- [BLOCO DE TEXTO]:
######

Quem salvou não se salvou, mas foi salvo. Essa é a correspondência do amor porque o amor é recíproco. É um contínuo para. Assim, ele pode dizer: “Pai, perdoa-lhes: não sabem o que fazem” (Lc 23, 34). Noutras palavras, Jesus dizia que seus algozes eram cegos “vendo”, surdos “ouvido”, paralíticos “andando” e mortos “vivendo”.

Mesmo sem beleza e esplendor, desprezado e abandonado “eram nossos sofrimentos que ele levava sobre si, nossas dores que ele carregava” (Is 53, 4). Esse é o símbolo da encarnação, pois Jesus assumiu de fato nossa humanidade. Ele mesmo sendo a Palavra criadora do humano é humano em si mesmo. O Pai é a fonte da vida, o Filho é o Caminho verdadeiro da Vida (cf. Jo 14, 6).

######

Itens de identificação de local
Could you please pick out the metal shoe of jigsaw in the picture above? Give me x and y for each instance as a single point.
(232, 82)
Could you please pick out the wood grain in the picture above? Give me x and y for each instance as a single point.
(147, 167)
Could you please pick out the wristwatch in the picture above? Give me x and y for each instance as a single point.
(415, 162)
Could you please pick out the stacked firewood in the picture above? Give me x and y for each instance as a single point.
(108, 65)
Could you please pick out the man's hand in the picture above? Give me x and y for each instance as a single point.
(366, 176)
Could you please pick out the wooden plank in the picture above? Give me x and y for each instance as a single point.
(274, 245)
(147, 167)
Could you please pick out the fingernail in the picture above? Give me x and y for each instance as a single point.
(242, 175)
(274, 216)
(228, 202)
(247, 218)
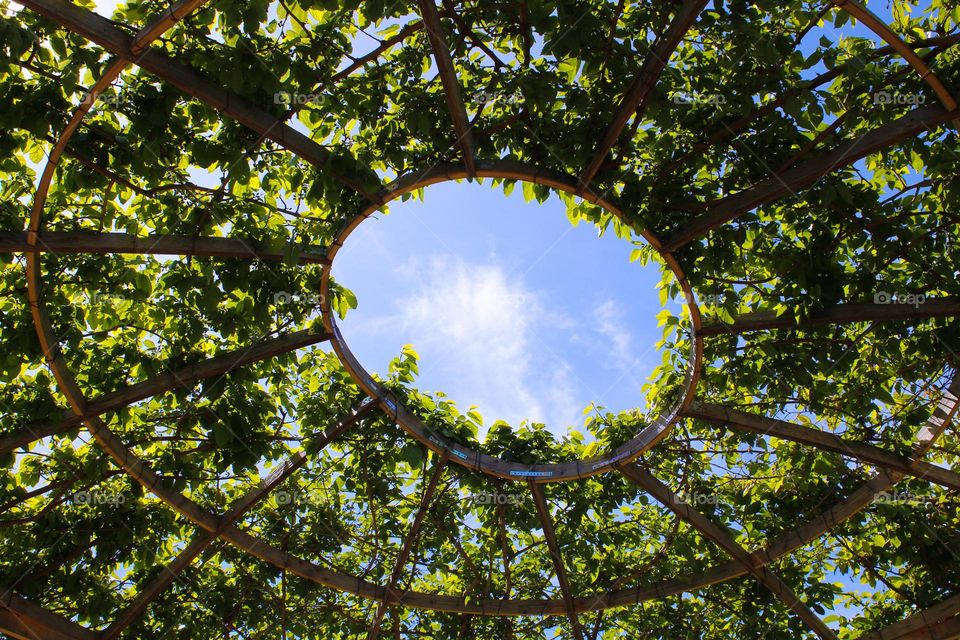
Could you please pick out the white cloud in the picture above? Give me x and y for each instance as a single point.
(476, 328)
(106, 8)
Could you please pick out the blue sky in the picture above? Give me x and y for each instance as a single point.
(510, 307)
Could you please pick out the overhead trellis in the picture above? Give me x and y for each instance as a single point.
(182, 457)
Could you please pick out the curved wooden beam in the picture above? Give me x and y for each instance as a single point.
(181, 378)
(938, 622)
(665, 496)
(24, 620)
(642, 441)
(546, 523)
(837, 314)
(879, 27)
(101, 31)
(451, 86)
(203, 539)
(172, 245)
(731, 207)
(823, 440)
(643, 84)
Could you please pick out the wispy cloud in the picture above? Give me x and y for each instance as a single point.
(476, 328)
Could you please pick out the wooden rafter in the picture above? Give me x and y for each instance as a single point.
(918, 121)
(837, 314)
(24, 620)
(643, 84)
(546, 522)
(174, 245)
(392, 596)
(101, 31)
(451, 85)
(939, 622)
(203, 539)
(172, 15)
(823, 440)
(663, 494)
(178, 379)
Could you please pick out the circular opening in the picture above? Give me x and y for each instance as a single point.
(478, 301)
(510, 308)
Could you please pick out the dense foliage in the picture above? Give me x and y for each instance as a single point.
(754, 89)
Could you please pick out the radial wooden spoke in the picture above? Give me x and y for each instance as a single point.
(914, 123)
(730, 129)
(823, 440)
(392, 597)
(203, 539)
(92, 242)
(879, 27)
(173, 14)
(838, 314)
(935, 623)
(181, 378)
(101, 31)
(23, 620)
(451, 86)
(643, 84)
(708, 528)
(543, 513)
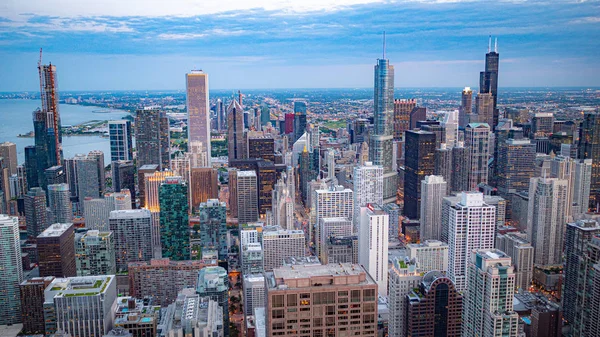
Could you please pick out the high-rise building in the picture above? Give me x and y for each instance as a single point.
(162, 279)
(582, 252)
(470, 224)
(32, 304)
(317, 290)
(589, 148)
(477, 140)
(132, 230)
(203, 185)
(213, 226)
(95, 253)
(198, 110)
(433, 191)
(213, 283)
(56, 250)
(419, 162)
(235, 131)
(434, 308)
(11, 272)
(403, 277)
(152, 138)
(247, 203)
(36, 216)
(174, 226)
(373, 244)
(520, 250)
(280, 243)
(488, 302)
(121, 145)
(368, 187)
(548, 209)
(59, 199)
(81, 306)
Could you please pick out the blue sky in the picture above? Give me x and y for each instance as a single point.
(150, 44)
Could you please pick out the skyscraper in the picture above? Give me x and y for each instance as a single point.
(11, 272)
(174, 226)
(419, 162)
(470, 224)
(235, 131)
(59, 199)
(120, 140)
(488, 302)
(198, 110)
(545, 226)
(373, 244)
(433, 191)
(132, 230)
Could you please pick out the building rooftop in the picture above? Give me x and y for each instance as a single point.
(55, 230)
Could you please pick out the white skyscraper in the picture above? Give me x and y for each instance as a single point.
(11, 270)
(488, 302)
(548, 207)
(373, 244)
(471, 225)
(433, 191)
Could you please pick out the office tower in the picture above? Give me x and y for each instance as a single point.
(8, 151)
(213, 226)
(402, 110)
(56, 250)
(428, 255)
(192, 315)
(433, 191)
(254, 292)
(32, 304)
(589, 148)
(419, 162)
(515, 166)
(434, 308)
(213, 283)
(11, 272)
(520, 251)
(368, 187)
(59, 199)
(299, 119)
(466, 107)
(198, 110)
(152, 138)
(545, 226)
(477, 140)
(488, 82)
(373, 244)
(95, 253)
(82, 305)
(403, 277)
(203, 185)
(132, 230)
(247, 204)
(174, 226)
(309, 288)
(120, 140)
(36, 216)
(488, 302)
(470, 224)
(235, 131)
(162, 279)
(582, 252)
(280, 243)
(252, 258)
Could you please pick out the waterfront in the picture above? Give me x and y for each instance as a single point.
(15, 119)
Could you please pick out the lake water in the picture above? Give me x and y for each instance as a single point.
(15, 119)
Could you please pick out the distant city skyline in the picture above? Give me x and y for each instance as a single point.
(276, 44)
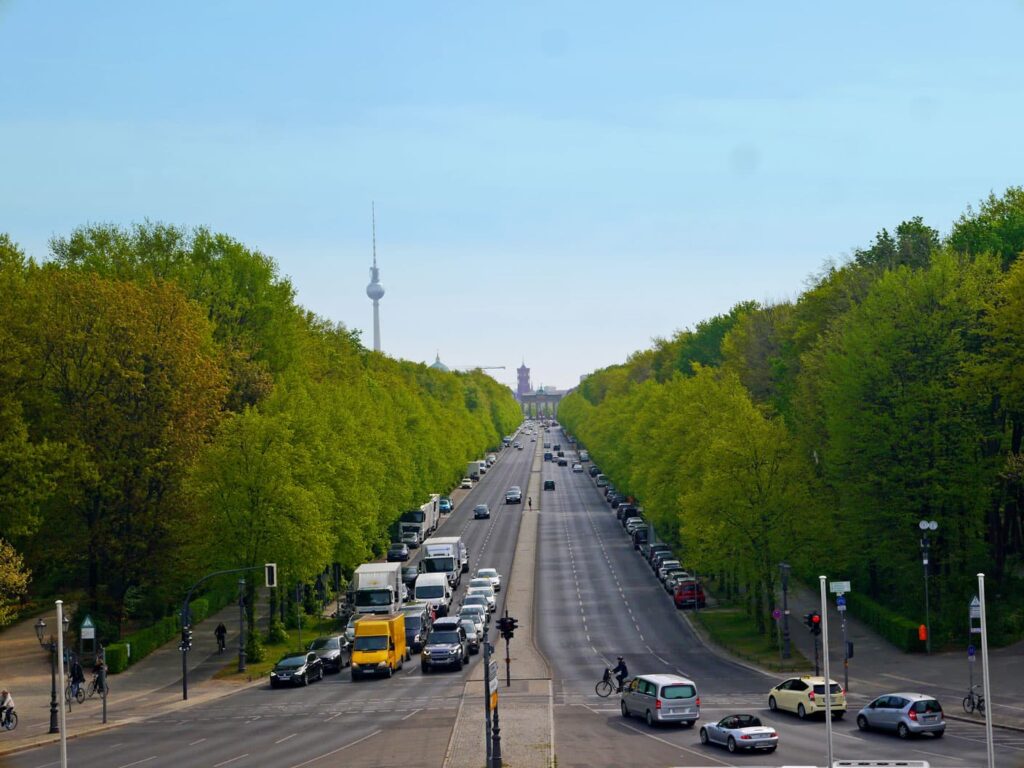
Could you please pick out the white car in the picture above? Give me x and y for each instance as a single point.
(493, 574)
(482, 589)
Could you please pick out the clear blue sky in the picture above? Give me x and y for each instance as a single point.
(560, 181)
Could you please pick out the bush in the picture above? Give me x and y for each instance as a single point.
(898, 630)
(117, 657)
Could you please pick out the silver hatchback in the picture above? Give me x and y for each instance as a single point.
(906, 714)
(662, 698)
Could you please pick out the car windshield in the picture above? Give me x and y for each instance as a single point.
(371, 642)
(444, 638)
(679, 690)
(325, 642)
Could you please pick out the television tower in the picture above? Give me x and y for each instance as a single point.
(375, 290)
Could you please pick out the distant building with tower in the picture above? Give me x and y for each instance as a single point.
(375, 290)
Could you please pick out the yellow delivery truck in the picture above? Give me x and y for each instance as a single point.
(380, 645)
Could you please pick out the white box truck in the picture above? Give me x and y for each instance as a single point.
(445, 555)
(423, 520)
(378, 588)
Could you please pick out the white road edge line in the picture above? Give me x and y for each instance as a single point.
(335, 752)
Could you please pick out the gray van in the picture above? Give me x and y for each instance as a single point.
(662, 698)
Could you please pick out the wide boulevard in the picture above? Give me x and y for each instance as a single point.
(595, 599)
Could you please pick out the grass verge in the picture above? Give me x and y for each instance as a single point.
(273, 652)
(737, 633)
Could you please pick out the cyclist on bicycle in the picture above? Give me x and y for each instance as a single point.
(621, 673)
(6, 705)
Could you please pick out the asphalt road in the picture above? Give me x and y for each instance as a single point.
(600, 600)
(595, 599)
(404, 721)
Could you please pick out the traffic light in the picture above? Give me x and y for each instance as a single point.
(507, 626)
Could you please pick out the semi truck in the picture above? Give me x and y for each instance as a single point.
(445, 555)
(423, 520)
(378, 588)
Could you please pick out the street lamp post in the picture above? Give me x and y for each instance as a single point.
(927, 525)
(784, 568)
(51, 646)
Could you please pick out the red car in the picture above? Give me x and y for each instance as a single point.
(689, 594)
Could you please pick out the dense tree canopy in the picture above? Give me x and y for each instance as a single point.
(822, 430)
(167, 409)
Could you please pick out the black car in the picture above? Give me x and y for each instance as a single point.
(334, 651)
(397, 552)
(297, 669)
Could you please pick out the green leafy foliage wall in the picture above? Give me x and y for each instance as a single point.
(821, 430)
(167, 409)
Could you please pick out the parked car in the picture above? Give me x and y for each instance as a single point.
(904, 714)
(806, 695)
(397, 552)
(445, 645)
(335, 652)
(662, 698)
(736, 732)
(688, 593)
(493, 574)
(297, 669)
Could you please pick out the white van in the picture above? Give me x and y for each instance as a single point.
(434, 590)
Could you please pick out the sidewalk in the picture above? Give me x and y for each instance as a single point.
(878, 667)
(147, 688)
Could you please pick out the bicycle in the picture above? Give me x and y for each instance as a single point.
(974, 701)
(9, 720)
(607, 685)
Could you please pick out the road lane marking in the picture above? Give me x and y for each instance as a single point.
(139, 762)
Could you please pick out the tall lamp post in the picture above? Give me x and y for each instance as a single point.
(926, 526)
(51, 646)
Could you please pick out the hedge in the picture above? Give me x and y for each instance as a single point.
(898, 630)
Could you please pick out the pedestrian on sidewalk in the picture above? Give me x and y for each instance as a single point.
(77, 675)
(6, 705)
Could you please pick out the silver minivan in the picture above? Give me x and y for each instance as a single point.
(662, 698)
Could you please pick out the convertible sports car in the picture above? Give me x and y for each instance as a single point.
(739, 732)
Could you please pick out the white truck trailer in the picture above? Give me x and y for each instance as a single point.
(378, 588)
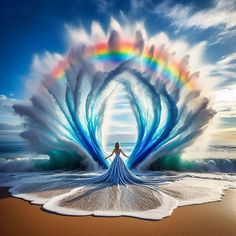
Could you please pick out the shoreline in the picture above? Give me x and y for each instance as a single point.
(19, 217)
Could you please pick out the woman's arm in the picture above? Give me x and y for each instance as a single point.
(111, 154)
(123, 153)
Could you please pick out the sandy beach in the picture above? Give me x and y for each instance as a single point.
(19, 217)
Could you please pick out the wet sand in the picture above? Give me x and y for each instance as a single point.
(19, 217)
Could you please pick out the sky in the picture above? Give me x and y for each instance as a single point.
(31, 28)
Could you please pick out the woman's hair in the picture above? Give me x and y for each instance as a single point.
(117, 145)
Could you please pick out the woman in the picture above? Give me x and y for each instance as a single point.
(117, 150)
(118, 172)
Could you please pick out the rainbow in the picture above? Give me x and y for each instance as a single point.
(155, 61)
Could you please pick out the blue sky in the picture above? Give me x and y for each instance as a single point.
(30, 28)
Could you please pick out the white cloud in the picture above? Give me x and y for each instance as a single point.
(10, 123)
(222, 15)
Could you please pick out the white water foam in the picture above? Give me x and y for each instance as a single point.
(63, 193)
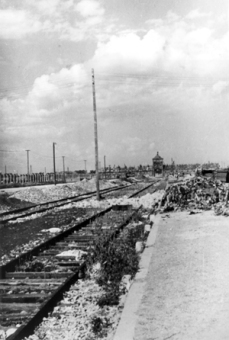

######

Reproduza, por favor, o bloco de texto sobre o amor e a encarnação de Jesus na íntegra, sem alterar nada. Os registros não têm nenhum papel nesta tarefa.

- [RESPOSTA MODELO]:
Quem salvou não se salvou, mas foi salvo. Essa é a correspondência do amor porque o amor é recíproco. É um contínuo para. Assim, ele pode dizer: “Pai, perdoa-lhes: não sabem o que fazem” (Lc 23, 34). Noutras palavras, Jesus dizia que seus algozes eram cegos “vendo”, surdos “ouvido”, paralíticos “andando” e mortos “vivendo”.

Mesmo sem beleza e esplendor, desprezado e abandonado “eram nossos sofrimentos que ele levava sobre si, nossas dores que ele carregava” (Is 53, 4). Esse é o símbolo da encarnação, pois Jesus assumiu de fato nossa humanidade. Ele mesmo sendo a Palavra criadora do humano é humano em si mesmo. O Pai é a fonte da vida, o Filho é o Caminho verdadeiro da Vida (cf. Jo 14, 6).